EXERCISE DETAILS - Could you please output all of the data exactly, without the images?

EXTRACTED MATERIAL -
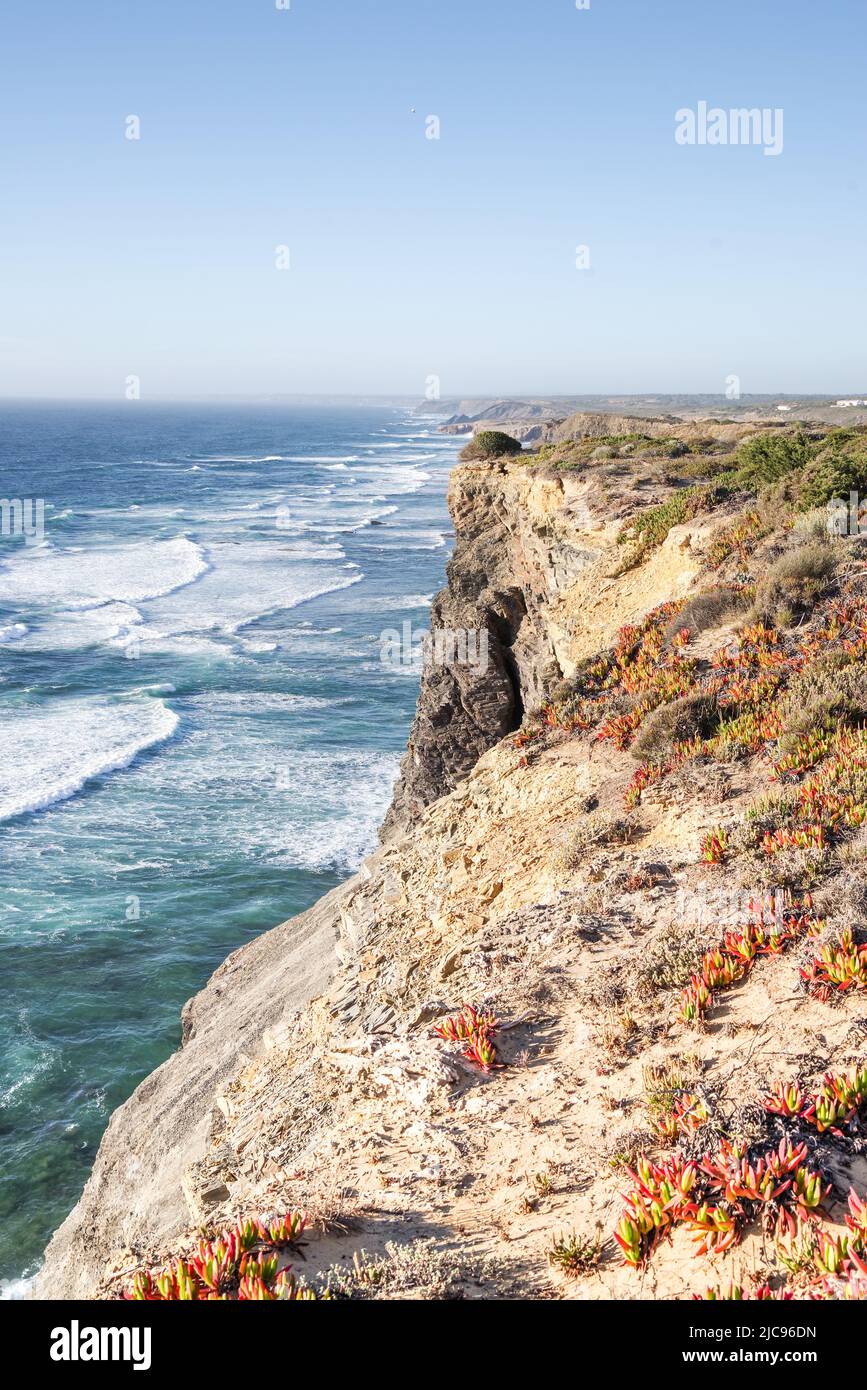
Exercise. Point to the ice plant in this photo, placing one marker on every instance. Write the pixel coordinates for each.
(714, 845)
(461, 1027)
(838, 1100)
(695, 1000)
(481, 1050)
(839, 966)
(282, 1230)
(785, 1100)
(714, 1226)
(241, 1264)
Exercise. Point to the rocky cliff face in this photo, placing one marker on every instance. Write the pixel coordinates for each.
(528, 570)
(512, 872)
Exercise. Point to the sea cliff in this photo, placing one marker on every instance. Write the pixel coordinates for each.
(516, 868)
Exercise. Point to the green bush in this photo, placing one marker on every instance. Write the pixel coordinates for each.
(826, 694)
(766, 458)
(837, 470)
(674, 723)
(794, 581)
(491, 444)
(707, 610)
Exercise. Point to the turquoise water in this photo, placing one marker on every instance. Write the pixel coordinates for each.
(197, 736)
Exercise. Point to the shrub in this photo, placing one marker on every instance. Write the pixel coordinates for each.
(489, 444)
(574, 1255)
(707, 610)
(766, 458)
(675, 723)
(837, 470)
(598, 829)
(794, 581)
(827, 691)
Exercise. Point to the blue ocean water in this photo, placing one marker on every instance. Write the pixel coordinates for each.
(197, 737)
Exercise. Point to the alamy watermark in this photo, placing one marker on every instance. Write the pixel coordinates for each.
(739, 125)
(22, 516)
(845, 517)
(411, 647)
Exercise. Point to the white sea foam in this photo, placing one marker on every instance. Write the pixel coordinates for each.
(246, 580)
(82, 627)
(85, 578)
(15, 1289)
(47, 754)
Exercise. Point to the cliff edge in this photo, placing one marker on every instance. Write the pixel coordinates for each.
(580, 824)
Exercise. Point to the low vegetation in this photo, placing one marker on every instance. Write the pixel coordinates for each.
(489, 444)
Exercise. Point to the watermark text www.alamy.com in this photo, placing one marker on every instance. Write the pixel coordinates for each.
(739, 125)
(443, 647)
(22, 516)
(77, 1343)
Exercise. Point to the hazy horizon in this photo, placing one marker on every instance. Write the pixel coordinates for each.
(227, 199)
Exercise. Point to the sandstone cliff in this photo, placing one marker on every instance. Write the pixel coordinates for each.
(514, 872)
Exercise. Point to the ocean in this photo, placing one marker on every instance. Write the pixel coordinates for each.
(197, 734)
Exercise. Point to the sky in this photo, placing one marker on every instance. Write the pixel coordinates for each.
(285, 223)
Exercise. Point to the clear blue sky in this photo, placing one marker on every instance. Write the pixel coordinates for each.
(411, 256)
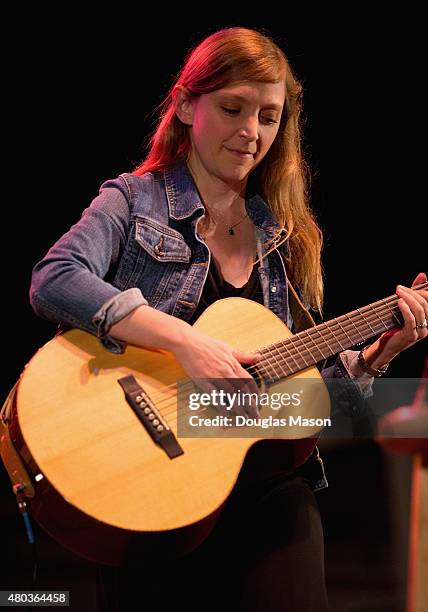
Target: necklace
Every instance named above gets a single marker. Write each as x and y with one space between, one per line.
230 229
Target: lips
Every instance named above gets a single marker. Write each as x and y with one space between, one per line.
240 152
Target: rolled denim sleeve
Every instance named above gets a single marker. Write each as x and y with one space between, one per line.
70 285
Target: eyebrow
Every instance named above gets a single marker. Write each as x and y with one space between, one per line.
268 106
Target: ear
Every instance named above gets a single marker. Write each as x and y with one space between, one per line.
183 105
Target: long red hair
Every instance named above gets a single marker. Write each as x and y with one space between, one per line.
235 55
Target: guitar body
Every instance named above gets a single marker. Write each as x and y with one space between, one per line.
108 491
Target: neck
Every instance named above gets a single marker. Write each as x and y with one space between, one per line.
218 196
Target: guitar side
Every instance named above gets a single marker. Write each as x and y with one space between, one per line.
74 426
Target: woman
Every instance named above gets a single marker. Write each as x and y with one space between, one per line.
219 208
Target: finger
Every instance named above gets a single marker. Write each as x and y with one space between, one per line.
409 322
420 278
415 302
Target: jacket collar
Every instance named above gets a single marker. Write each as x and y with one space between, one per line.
184 201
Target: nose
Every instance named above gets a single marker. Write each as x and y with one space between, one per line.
250 128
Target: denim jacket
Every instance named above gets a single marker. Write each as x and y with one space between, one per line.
138 244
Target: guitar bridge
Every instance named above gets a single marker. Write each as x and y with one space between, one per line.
150 417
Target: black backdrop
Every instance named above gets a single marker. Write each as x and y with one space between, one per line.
84 92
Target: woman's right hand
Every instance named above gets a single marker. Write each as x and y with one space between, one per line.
214 364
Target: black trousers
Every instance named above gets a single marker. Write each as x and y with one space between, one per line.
266 553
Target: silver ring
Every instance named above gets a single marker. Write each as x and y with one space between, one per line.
421 325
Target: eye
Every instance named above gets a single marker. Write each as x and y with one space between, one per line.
269 120
230 111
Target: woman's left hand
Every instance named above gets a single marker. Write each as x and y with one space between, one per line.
414 308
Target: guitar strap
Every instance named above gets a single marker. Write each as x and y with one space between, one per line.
301 317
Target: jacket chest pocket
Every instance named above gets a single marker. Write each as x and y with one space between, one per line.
157 261
161 242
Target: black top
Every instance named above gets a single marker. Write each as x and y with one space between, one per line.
216 288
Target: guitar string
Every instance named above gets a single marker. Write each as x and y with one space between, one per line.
273 350
268 352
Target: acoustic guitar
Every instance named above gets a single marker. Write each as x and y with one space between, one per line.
92 437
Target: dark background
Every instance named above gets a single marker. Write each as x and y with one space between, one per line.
81 95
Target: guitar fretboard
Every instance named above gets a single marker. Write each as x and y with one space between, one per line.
311 346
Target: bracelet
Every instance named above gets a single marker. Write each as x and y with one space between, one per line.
368 369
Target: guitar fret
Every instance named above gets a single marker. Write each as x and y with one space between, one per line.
316 344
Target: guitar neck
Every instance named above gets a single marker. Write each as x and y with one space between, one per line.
316 344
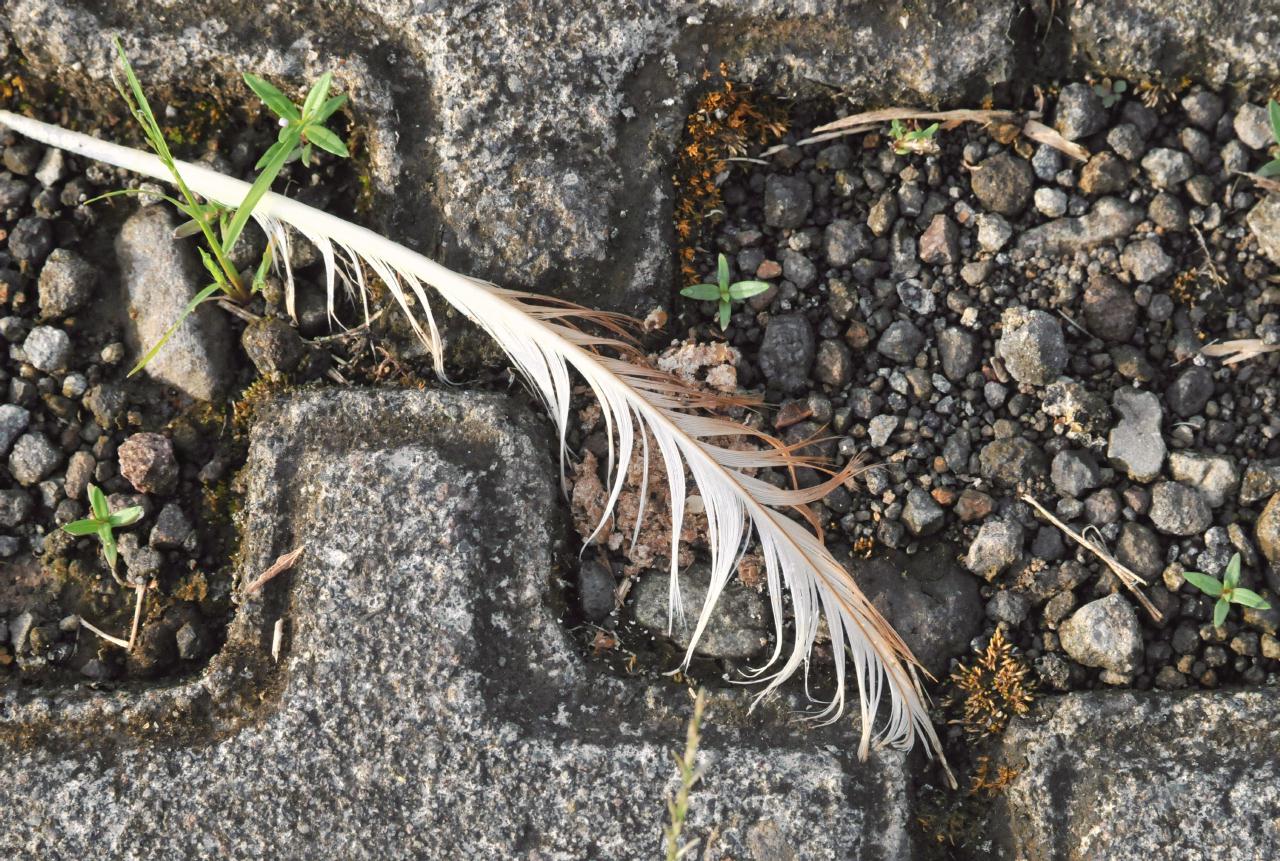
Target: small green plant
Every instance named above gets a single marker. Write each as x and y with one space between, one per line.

OUTPUT FOR THIS TASK -
Exercise. Point to the ice plant in this photo, placing one marker on every instance. Write the pixel coordinates for each.
(714, 845)
(461, 1027)
(838, 1100)
(695, 1000)
(481, 1050)
(839, 966)
(282, 1230)
(785, 1100)
(714, 1226)
(241, 1264)
Exercise. Point to the rocky cliff face in this photo, placing one marker on every instance. Write the pixel coordinates for each.
(528, 570)
(512, 872)
Exercise. Point to the sea cliff in this photo, placing one marker on every instance. Write the pixel coordinates for each.
(516, 868)
Exercise. Point to the green bush in this photo, placing one marker on every instance. Write the pixel coordinates for each.
(826, 694)
(766, 458)
(837, 470)
(674, 723)
(794, 581)
(491, 444)
(707, 610)
Exercise. Point to the turquoise water in this photo, placing one marker on every instance. Write the pixel coordinates for each.
(197, 736)
Exercise. Point to the shrub in this photo, placing one marker on every instance. Write the pixel coordinates for each.
(489, 444)
(574, 1255)
(707, 610)
(766, 458)
(675, 723)
(837, 470)
(598, 829)
(794, 581)
(827, 691)
Exercise. Point to the blue ocean water in this photo, placing one marker on every instance. Write the pixel coordinates for each.
(197, 737)
Exercise. Point to the alamy watermark in this photo, placing one marker on every instance. Write the pixel coordinates for each.
(739, 125)
(22, 516)
(845, 517)
(411, 647)
Exercise. Point to the white sea foam in this photo, placing one marker on every instance. Write the pixel coordinates for each.
(246, 580)
(82, 627)
(85, 578)
(15, 1289)
(47, 754)
Exercise. Point to the cliff edge in this photo, placing one marker on every instance. Write the pixel coordinates for each.
(580, 824)
Exercise. Point to the low vegetation in this photo, placing one marker on every instance. Write the pixel coordinates for each.
(489, 444)
Exercise. Point to the watermark text www.alamy.com in this photo, placing one marker on every instance. Write the pixel coordinates for each.
(739, 125)
(443, 647)
(22, 516)
(77, 1343)
Exercise. Point to the hazy horizon in this photo, placing one marker on every instance. Write the pixel coordinates for each.
(227, 199)
Exercise. Point to the sandstone cliff in this photo, placing one marker on every instance. Write the pixel coordinates for each.
(514, 872)
Exercise. Point to the ocean in this photo, placing one marker on every instance. Write the pixel coordinates for each.
(197, 734)
Exercise. Point to the sky in this photo, placing one marker on every instance. Write the pixel coordinates for each.
(285, 223)
Exercise. Point to the clear blue sky in this photo, placing one marker on every instance. Write the pixel coordinates for each.
(411, 256)
Target: necklace
Every instance named above gets a single marker. Write each as x and y with one space between, one per line.
230 229
Target: lips
Every instance named above gets a single marker. Write each as x and y with one space between, one per line.
240 152
Target: rolled denim sleeve
Every instance named above gets a single marker. Write each as x and y with one space between, one per line.
70 285
Target: eyebrow
Every instance named above gets a single marker. Write each as x and y with one space between, one per line.
268 106
Target: ear
Every instance named above gets a single marker. Write each as x and y with one space between, one per line.
183 105
Target: long red hair
Every instance named above gets a single marker. Write each as x and y with one space between, one per line.
235 55
Target: guitar body
Every instance named above gets a single marker. Write each as x and y with one space between, one per line.
108 491
Target: neck
Every instance named above gets a single marker. Write each as x and y with one space between, one per line.
218 196
Target: guitar side
Every instance named above gets a single marker. Write each as x and y with one space between, one per line.
74 426
Target: woman
Every instance named above gets a single marker. Write each as x and y with one space between, one per line.
219 208
Target: finger
Every instance named above gets a single marker. Write each as x and y with one space between, one per line.
409 322
420 278
415 302
Target: jacket collar
Every instance named above gets a single marker. Write each as x and y with one space between, one per line.
184 201
Target: nose
Every instance named above gets a single marker. Write each as x and y with one space between, one per line.
250 128
Target: denim jacket
Every instance named above gets a single marker. Write each as x and y with one space between, one per line.
138 244
Target: guitar bridge
Every instance named above gets a single marker. Write each as x and y with one space between, one per line.
150 417
Target: black backdrop
Every instance named above gets a single marker. Write each as x and y with one space between, one per line.
84 92
Target: woman's right hand
Every instance named above gets a single marker. Write each as x and y with one space between, one per line.
214 364
Target: black trousers
Every instance named above gets a single marker. Write each as x and y with one space between, one per line.
266 553
Target: silver ring
Every instance named above gets a single marker. Write each as x and y with one space between, one per line.
421 325
Target: eye
Every instance named above gets a single marker. Write each as x and y with one space between, one per line.
269 120
230 111
Target: woman's left hand
Every instance named above gets a single marker. Write each as x and y with one space between, one per line.
414 308
Target: guitar strap
Every instance named above gets a single marker. Write each as x and y with one space between, one per line.
301 317
Target: jacket chest pocket
Every instance named above gets a single marker. Write each as x and y with one space between, one per line.
157 261
161 242
Target: black top
Every instance named above gets a single marker. Write each as x and y with one space between, one per line.
216 288
Target: guitar string
Every instance named above gets a single marker. Write each as x and y with one space between, one per line.
273 350
268 352
Target: acoustic guitar
Every instance named above gets a single marker. Write each as x and y with one space between, one per line.
92 437
Target: dark background
Every instance named above gets a single marker. Write each as x and y with one space between, one per line.
81 95
Target: guitar fretboard
Every instance named above gets a single marker. Write each as x and y with one space between, one per line.
311 346
Target: bracelet
Every instance named above gets a single marker. Write each as x and y with one space between, one per line.
368 369
Target: guitar fret
Every instance named above gets a single marker. Write each as x and y with one space between, one per line.
316 344
Target: guitar neck
Every instance named above gets a single marker. Write each as x and y with one space between, one per line.
316 344
Target: small green plant
Every instance named above gets a single marker. Write each as x and y with one space between, one per line.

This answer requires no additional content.